[Exercise material]:

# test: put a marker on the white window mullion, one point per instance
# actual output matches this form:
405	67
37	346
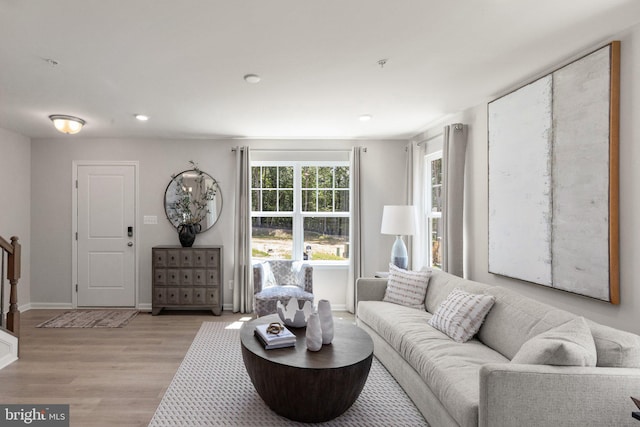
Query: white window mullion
298	225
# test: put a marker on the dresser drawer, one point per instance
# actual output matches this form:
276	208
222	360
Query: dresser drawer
199	296
159	296
213	277
173	277
160	276
186	258
199	278
186	277
213	258
173	296
173	258
213	296
159	258
186	296
199	258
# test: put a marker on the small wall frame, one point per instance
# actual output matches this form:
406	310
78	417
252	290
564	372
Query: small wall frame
554	178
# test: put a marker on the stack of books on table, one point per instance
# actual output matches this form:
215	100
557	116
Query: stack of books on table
284	338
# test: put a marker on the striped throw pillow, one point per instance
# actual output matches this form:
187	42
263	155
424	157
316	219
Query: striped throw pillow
406	287
461	314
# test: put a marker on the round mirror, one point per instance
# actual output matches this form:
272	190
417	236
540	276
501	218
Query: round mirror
193	197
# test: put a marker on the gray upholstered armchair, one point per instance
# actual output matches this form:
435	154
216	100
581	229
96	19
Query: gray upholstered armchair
280	280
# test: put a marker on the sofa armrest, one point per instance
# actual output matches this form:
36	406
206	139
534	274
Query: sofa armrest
370	289
514	394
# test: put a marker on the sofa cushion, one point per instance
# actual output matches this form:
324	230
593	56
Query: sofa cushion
570	344
514	319
461	314
406	287
441	284
450	369
616	348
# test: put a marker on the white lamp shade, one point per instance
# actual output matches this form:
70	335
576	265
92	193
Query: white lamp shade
399	220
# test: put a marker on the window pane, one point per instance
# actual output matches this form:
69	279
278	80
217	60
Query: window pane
272	237
308	177
326	239
436	171
270	177
255	200
342	200
325	200
436	240
342	177
436	198
286	177
269	200
255	177
308	200
325	177
285	200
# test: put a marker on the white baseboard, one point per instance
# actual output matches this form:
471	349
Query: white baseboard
49	305
8	349
144	307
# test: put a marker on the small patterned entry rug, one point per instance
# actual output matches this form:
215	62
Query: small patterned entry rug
212	388
90	319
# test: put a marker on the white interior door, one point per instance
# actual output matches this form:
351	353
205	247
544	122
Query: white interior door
106	237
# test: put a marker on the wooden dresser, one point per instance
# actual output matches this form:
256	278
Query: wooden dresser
187	278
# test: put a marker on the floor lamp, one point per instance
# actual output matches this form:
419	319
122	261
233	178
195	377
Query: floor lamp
399	220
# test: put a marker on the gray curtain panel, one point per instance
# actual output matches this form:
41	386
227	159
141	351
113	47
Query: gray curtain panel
453	161
242	272
355	230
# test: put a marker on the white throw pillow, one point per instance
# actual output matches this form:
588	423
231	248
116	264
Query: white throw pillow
284	273
407	287
461	314
570	344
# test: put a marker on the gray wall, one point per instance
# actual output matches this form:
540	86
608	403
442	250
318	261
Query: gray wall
15	199
51	202
624	316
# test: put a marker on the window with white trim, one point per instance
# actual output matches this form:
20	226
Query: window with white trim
433	208
300	210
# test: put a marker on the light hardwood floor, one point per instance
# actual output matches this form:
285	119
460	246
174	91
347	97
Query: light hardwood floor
109	377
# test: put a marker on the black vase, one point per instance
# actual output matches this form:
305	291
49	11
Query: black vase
187	234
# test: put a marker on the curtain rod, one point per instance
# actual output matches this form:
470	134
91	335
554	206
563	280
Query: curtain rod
310	150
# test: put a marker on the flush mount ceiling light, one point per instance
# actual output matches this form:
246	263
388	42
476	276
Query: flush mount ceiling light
67	124
252	78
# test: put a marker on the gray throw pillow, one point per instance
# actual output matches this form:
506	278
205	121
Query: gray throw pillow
407	287
461	314
570	344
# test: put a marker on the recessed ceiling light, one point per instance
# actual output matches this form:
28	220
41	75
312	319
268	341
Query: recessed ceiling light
67	124
251	78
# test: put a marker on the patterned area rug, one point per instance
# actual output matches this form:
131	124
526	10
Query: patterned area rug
212	388
90	319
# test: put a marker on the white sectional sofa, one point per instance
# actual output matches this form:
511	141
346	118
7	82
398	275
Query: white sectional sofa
475	384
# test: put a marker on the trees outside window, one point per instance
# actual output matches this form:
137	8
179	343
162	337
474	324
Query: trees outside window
433	207
300	210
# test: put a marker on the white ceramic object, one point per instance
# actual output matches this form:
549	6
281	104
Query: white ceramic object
292	315
326	321
314	333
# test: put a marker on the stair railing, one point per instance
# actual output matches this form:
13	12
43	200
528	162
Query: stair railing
13	250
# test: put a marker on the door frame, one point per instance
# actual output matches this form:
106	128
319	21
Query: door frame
74	222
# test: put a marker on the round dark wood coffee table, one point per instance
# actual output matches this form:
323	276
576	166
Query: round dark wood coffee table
304	385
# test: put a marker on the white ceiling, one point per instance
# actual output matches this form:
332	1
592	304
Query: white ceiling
183	62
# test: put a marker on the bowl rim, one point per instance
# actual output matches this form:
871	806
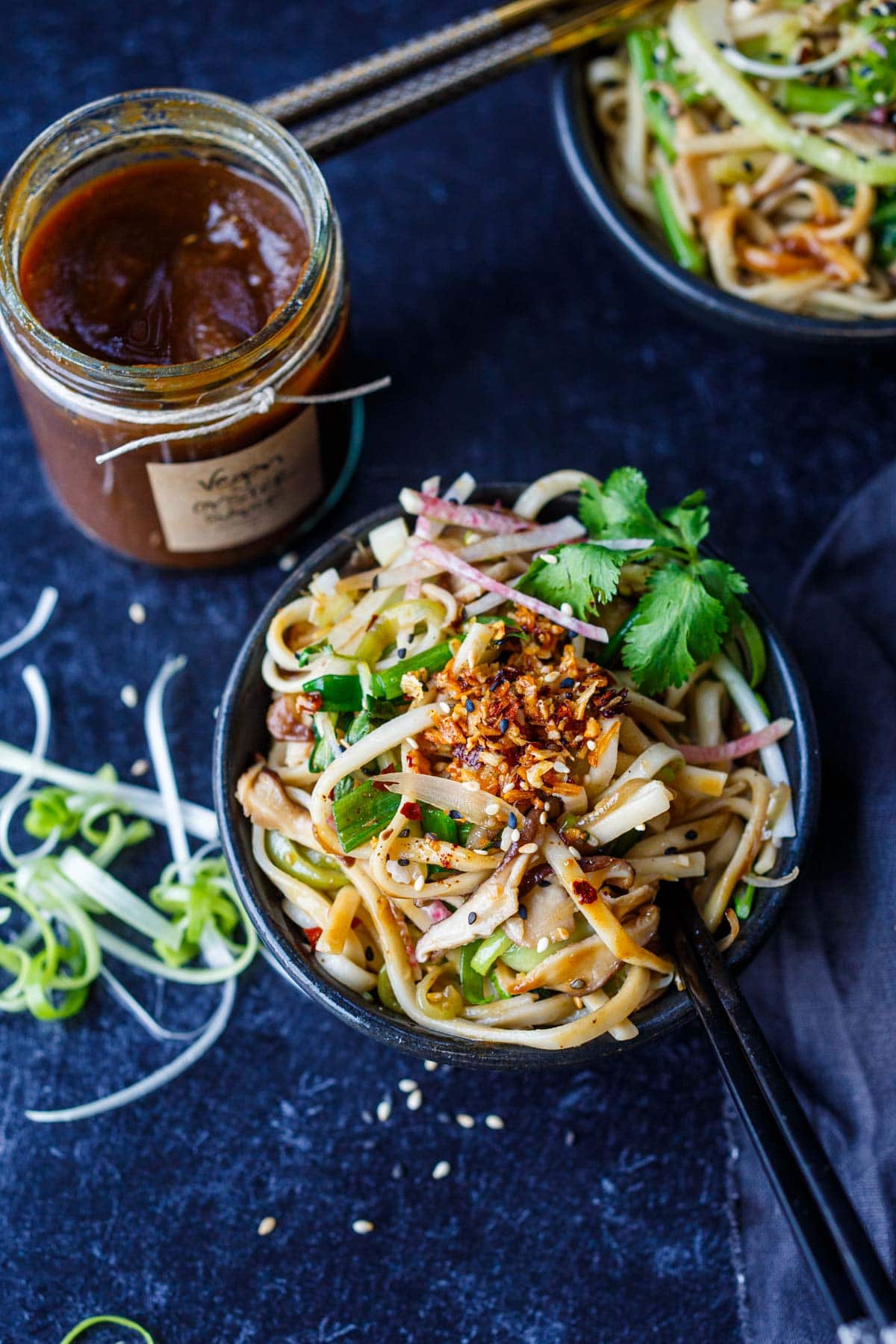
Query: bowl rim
299	967
579	144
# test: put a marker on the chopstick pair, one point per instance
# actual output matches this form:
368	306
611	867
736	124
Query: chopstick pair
341	109
840	1254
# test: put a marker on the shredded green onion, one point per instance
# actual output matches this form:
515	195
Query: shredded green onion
754	112
75	1332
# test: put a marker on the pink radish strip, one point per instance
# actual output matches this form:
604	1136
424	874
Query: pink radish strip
462	515
448	561
739	746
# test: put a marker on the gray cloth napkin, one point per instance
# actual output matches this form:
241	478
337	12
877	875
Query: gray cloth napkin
825	987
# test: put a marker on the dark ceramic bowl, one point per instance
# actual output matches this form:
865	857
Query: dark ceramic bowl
582	148
240	734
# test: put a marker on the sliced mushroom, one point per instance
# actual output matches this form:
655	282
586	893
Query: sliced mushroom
583	967
287	718
629	900
492	902
264	799
547	909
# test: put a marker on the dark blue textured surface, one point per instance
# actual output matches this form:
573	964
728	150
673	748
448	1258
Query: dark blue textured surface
516	343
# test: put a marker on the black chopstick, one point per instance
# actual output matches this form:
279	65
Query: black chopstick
840	1254
406	58
399	96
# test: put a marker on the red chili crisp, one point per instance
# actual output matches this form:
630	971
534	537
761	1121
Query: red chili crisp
585	892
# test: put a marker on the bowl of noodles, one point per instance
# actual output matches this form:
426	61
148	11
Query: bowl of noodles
743	152
450	780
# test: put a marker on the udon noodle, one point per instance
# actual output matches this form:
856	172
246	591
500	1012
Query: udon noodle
467	818
756	136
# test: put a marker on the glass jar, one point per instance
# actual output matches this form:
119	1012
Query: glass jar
231	468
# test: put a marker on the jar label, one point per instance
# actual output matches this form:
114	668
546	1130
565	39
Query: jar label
225	502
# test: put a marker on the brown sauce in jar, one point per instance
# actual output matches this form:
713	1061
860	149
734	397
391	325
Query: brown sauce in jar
169	262
163	262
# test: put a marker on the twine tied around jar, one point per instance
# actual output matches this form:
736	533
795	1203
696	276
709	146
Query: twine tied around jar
257	403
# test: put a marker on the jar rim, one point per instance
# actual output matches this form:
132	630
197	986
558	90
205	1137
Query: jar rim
269	144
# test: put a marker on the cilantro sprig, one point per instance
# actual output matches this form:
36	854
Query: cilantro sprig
691	603
581	576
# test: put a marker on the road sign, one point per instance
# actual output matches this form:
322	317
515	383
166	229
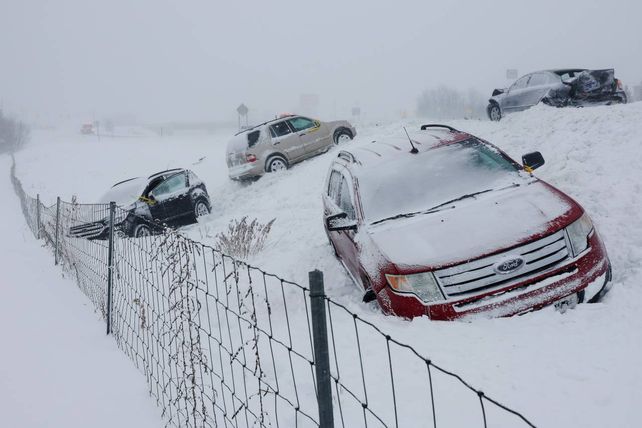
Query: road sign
242	110
512	73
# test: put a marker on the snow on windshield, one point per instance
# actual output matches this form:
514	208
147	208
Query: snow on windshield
415	183
125	193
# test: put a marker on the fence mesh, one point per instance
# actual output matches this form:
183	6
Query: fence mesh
225	344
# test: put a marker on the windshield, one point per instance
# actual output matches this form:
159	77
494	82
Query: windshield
418	183
125	193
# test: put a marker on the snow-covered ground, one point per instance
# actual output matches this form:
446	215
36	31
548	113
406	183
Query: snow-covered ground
581	368
57	366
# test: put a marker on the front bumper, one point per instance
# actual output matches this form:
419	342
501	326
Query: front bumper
587	274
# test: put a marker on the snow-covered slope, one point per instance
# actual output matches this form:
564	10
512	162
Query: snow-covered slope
579	369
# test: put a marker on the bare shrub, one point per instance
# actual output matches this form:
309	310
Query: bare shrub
243	238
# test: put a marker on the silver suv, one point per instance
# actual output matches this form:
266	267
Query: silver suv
278	144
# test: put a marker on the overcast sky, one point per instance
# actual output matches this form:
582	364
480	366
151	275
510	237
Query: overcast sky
166	60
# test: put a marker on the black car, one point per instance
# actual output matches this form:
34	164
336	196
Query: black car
175	197
560	88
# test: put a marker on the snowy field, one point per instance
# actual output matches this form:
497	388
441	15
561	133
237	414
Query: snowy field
579	369
57	366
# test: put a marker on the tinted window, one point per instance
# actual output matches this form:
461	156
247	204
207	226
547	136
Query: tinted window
301	123
345	200
521	83
280	129
171	185
333	186
253	138
538	79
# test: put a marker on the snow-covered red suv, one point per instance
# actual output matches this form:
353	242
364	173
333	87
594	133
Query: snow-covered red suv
446	225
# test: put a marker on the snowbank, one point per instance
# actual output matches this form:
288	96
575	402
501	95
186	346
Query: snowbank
580	368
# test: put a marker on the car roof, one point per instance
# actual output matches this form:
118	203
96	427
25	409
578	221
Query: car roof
166	172
265	123
375	152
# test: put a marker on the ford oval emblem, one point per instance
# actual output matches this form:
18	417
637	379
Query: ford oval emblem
509	265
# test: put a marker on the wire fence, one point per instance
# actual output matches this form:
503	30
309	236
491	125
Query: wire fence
225	344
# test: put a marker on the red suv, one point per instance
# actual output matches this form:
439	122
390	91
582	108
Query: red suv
445	224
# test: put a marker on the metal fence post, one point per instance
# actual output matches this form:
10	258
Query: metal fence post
321	352
110	263
57	229
38	216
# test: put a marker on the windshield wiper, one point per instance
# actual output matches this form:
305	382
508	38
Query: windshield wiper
440	206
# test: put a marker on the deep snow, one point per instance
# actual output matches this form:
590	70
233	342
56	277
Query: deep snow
580	368
57	366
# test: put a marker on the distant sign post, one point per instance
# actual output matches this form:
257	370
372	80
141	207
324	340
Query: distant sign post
242	111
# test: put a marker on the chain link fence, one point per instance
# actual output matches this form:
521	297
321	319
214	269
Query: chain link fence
225	344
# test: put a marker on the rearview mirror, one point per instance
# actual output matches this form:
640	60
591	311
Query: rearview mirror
532	161
340	221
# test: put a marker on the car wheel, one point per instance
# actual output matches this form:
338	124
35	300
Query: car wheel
201	208
494	112
141	230
342	136
277	163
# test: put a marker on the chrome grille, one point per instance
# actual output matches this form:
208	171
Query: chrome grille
472	277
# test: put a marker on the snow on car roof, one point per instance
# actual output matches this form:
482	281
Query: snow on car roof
372	153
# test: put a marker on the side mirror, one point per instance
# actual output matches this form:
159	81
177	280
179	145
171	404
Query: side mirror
149	200
340	221
532	161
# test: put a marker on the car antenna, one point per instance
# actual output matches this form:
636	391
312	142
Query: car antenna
414	150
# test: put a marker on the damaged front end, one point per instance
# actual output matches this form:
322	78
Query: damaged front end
588	87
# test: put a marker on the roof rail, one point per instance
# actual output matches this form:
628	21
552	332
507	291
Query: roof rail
434	125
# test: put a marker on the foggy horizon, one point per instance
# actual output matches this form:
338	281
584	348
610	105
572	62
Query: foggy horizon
159	61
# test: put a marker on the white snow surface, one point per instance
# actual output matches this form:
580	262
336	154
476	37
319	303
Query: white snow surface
577	369
57	366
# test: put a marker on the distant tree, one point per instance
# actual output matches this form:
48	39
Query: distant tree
13	134
445	102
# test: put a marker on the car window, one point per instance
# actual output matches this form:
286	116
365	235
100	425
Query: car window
173	184
253	138
280	129
538	79
345	199
301	123
333	186
520	83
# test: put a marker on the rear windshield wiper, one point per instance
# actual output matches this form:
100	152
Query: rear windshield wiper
440	206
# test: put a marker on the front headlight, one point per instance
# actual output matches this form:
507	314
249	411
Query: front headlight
423	285
578	233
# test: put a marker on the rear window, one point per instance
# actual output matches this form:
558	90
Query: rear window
253	138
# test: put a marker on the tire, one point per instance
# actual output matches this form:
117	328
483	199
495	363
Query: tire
342	136
276	163
201	208
494	112
141	230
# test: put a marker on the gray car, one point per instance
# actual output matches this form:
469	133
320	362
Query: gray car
280	143
560	88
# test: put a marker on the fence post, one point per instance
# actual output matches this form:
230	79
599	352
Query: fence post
321	352
38	216
110	263
57	229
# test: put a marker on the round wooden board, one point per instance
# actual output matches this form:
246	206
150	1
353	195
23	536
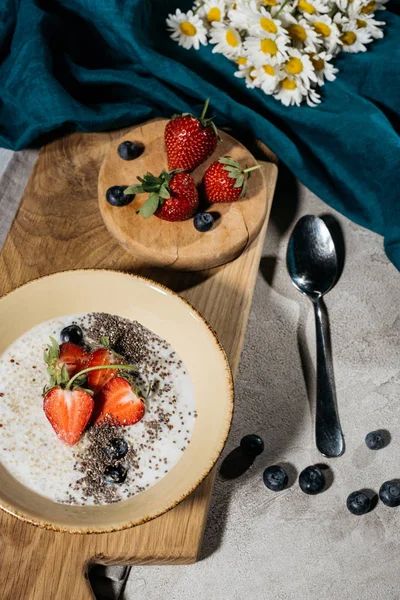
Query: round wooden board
179	245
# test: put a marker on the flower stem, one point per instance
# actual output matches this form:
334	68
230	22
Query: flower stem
120	367
205	107
250	169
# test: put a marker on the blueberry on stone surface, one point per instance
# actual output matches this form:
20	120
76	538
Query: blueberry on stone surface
358	503
375	440
312	480
252	445
116	197
116	449
73	334
115	474
275	478
389	493
129	150
203	222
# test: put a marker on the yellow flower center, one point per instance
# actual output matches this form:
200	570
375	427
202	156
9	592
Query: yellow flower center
269	69
294	66
317	62
368	8
188	28
214	14
305	6
322	29
231	38
268	47
297	33
348	38
268	25
289	84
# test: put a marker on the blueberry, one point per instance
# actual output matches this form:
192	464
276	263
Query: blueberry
203	221
116	197
115	474
389	493
358	503
72	333
252	445
375	440
128	150
275	478
312	480
116	449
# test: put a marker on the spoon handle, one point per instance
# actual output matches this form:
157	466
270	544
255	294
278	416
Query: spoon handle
329	437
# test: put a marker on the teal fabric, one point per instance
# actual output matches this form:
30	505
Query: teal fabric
92	65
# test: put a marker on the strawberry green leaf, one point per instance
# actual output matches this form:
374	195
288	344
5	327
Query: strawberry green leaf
164	192
227	160
150	206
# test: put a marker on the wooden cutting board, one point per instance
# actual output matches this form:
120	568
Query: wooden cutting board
59	227
178	245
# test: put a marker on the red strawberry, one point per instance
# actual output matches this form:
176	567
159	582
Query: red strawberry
73	357
225	181
190	140
119	401
68	411
173	195
97	379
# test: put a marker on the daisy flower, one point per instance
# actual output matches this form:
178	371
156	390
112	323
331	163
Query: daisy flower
370	6
311	7
323	68
246	72
187	29
226	39
301	33
213	10
298	67
353	39
239	15
261	21
267	77
261	49
327	30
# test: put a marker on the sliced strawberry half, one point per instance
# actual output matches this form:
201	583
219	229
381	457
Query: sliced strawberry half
97	379
68	411
119	401
73	357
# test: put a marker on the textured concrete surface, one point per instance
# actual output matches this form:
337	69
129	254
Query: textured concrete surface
287	546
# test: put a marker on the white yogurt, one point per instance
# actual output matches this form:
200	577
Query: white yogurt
30	449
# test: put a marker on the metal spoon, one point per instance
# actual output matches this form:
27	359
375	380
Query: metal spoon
313	267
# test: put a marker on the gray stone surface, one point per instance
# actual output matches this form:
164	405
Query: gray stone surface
288	546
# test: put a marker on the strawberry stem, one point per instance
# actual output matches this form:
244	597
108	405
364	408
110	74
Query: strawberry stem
249	169
120	367
205	108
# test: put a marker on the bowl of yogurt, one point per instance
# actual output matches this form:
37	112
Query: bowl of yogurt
116	400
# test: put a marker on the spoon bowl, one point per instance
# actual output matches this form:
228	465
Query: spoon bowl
311	257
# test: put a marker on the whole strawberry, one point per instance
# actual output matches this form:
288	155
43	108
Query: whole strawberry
190	140
225	181
173	195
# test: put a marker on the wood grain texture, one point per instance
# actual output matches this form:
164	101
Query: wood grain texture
178	245
59	227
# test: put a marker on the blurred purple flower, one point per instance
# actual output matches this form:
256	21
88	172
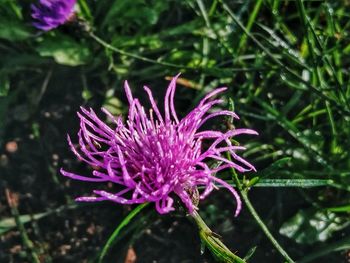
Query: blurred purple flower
52	13
151	156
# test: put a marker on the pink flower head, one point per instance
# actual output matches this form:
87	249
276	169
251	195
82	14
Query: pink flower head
50	14
152	155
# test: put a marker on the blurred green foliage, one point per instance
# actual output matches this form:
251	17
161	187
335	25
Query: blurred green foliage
286	64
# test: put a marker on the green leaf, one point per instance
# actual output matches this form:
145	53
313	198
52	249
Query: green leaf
277	165
64	50
303	183
4	85
310	226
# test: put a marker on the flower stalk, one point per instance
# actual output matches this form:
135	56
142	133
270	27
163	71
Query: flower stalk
213	242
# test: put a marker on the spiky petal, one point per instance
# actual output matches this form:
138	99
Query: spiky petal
153	155
50	14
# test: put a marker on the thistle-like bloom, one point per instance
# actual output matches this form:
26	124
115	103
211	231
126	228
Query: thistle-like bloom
153	156
50	14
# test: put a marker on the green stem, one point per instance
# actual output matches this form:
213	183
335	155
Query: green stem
257	218
213	243
132	55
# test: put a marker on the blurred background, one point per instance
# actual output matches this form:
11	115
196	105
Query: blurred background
286	64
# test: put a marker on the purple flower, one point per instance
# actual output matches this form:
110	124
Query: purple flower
52	13
150	156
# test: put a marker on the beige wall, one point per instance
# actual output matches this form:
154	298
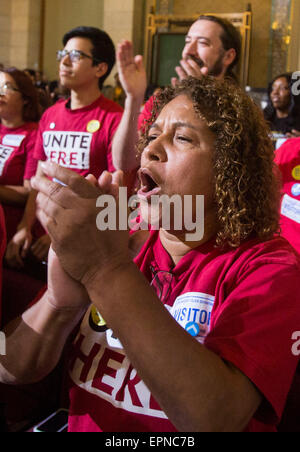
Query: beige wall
5	13
20	27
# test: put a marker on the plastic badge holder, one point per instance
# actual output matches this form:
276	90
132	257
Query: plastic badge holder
56	423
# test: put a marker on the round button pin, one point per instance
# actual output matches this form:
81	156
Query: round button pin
93	126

[Directions for this task]:
Restate word for word the lines above that start at the line containing "# test: put a marker on the purple" and run to the end of the listing; exclude the pictures.

[Solution for this task]:
# test: put a marker on the purple flower, one point per instance
# actual output matches this form:
110	124
Query: purple flower
52	13
150	156
# test: put a marker on the beige wall, one point per instance
# actual output matches this form:
154	298
Query: beige wall
5	13
20	27
# test: put a marker on the plastic badge holder, one point per instance
# actual output matches this form:
276	90
132	257
Query: plastic badge holder
56	423
# test: put a marker on the round button pin, one point per instance
# actual output matches this form:
81	156
Query: round button pin
93	126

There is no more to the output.